### SUPPLIED ENTRIES
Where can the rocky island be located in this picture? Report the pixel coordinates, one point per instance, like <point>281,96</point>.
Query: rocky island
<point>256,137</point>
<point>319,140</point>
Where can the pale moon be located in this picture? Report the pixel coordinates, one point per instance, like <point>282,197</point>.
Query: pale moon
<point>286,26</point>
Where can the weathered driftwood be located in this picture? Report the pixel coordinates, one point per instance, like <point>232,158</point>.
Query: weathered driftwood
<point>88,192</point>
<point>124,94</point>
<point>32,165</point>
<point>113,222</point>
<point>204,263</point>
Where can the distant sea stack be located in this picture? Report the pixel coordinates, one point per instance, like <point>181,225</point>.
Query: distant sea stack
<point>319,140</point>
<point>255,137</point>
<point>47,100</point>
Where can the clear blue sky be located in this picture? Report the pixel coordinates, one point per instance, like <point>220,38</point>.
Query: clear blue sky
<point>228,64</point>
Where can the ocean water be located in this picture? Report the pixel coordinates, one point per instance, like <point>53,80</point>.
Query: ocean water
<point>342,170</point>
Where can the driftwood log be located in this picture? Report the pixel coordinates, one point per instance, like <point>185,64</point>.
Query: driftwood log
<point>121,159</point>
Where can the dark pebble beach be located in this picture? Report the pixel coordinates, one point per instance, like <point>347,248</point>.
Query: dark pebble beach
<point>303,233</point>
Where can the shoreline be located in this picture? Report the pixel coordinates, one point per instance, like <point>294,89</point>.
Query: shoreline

### REQUIREMENT
Search the records for the string "shoreline" and, wherever a line contains it, please copy that line.

### TASK RESPONSE
Where can the shoreline be located in this picture? Report the pixel coordinates, one point per instance, like <point>294,89</point>.
Query: shoreline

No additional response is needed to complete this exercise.